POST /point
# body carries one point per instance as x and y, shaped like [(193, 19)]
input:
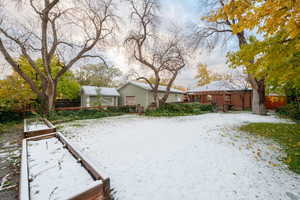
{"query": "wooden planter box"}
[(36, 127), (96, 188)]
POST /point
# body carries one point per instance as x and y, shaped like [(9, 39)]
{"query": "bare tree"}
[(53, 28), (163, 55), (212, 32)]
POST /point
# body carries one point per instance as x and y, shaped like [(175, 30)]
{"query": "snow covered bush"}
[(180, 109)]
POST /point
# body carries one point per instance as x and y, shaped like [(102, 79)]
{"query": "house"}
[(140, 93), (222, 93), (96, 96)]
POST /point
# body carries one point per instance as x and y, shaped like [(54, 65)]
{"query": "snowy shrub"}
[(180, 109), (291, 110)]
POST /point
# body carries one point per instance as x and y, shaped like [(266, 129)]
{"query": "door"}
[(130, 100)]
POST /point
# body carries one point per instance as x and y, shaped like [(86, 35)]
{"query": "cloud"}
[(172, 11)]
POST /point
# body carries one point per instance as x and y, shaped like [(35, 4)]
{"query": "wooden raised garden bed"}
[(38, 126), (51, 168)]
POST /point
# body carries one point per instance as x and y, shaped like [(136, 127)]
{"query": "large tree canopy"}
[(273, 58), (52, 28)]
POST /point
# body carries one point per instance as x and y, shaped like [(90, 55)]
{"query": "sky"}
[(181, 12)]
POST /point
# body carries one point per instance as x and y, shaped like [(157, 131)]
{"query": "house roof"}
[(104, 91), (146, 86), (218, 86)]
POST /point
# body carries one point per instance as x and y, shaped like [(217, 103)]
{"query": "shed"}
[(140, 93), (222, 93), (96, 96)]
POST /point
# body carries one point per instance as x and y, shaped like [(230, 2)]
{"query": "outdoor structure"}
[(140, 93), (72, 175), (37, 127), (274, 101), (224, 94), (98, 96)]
· · · · · · ·
Try it -> Return the entries above exactly, skipping any images.

Solution to the problem ->
POST /point
# body carries one point per instance as x and y, shaped like [(193, 19)]
input:
{"query": "wooden planter box"}
[(36, 127), (96, 188)]
POST /point
# body carries one point per instance as x and y, shaped like [(9, 39)]
{"query": "bare tree"}
[(53, 28), (163, 55), (212, 32)]
POST /point
# body carries one point per instance as x and y, shaped like [(175, 30)]
{"query": "snow covered bush"}
[(180, 109)]
POST /point
# body carries one point per instance as x and y, shaped like [(102, 79)]
{"query": "house"}
[(140, 93), (222, 93), (96, 96)]
POST /point
# body carries one point per instance as x and y, shaped like [(54, 65)]
{"query": "snowy shrub"}
[(180, 109), (291, 110)]
POST /point
# body carries one point per instance as x and y, shaped like [(266, 129)]
{"query": "door"}
[(130, 100)]
POST /point
# body carries one point per instance as x and y, shaped like [(86, 35)]
{"query": "cloud"}
[(172, 11)]
POST /point
# body carries one point per instance as x and y, shaped like [(35, 4)]
{"query": "wooden raised garden bed"}
[(38, 126), (51, 168)]
POST /point
# body carries one point per instance as x and y, shaped like [(136, 127)]
{"query": "large tree canopy"}
[(273, 58), (52, 28)]
POST /point
# body carries one point per instance as x and y, shaped like [(90, 55)]
{"query": "sky"}
[(181, 12)]
POST /point
# body carries one point per instance as x and y, shaped like [(157, 131)]
{"query": "house roof"}
[(104, 91), (146, 86), (218, 86)]
POST /point
# body carries one point per instance as x and y, shaped like [(217, 103)]
{"query": "shed"}
[(140, 93), (222, 93), (96, 96)]
POST /point
# body carries one point per instance as x and y, shaped like [(230, 2)]
{"query": "outdoor structure"}
[(140, 93), (72, 175), (37, 127), (274, 101), (224, 94), (98, 96)]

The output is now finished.